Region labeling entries

%%

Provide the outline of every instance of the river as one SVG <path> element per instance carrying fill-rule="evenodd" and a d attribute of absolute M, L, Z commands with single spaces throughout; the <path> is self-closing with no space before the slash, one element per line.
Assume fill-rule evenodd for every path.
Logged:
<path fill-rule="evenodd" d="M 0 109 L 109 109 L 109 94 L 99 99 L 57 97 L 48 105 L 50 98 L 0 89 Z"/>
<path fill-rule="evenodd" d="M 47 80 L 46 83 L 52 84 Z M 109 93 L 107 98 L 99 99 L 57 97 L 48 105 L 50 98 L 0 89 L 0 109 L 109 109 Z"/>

%%

Description of the task:
Duplicate the data above line for line, without altering a single character.

Response for this exercise:
Provide the outline of every instance of the river as one SVG <path> element per instance carrying fill-rule="evenodd" and a d attribute of absolute M, L, Z commands with single spaces throughout; the <path> is self-closing with no space before the slash, one element per line.
Assume fill-rule evenodd for every path.
Logged:
<path fill-rule="evenodd" d="M 0 109 L 109 109 L 109 94 L 99 99 L 57 97 L 48 105 L 50 98 L 0 89 Z"/>
<path fill-rule="evenodd" d="M 47 80 L 46 83 L 52 84 Z M 109 93 L 107 98 L 99 99 L 57 97 L 48 105 L 50 98 L 0 89 L 0 109 L 109 109 Z"/>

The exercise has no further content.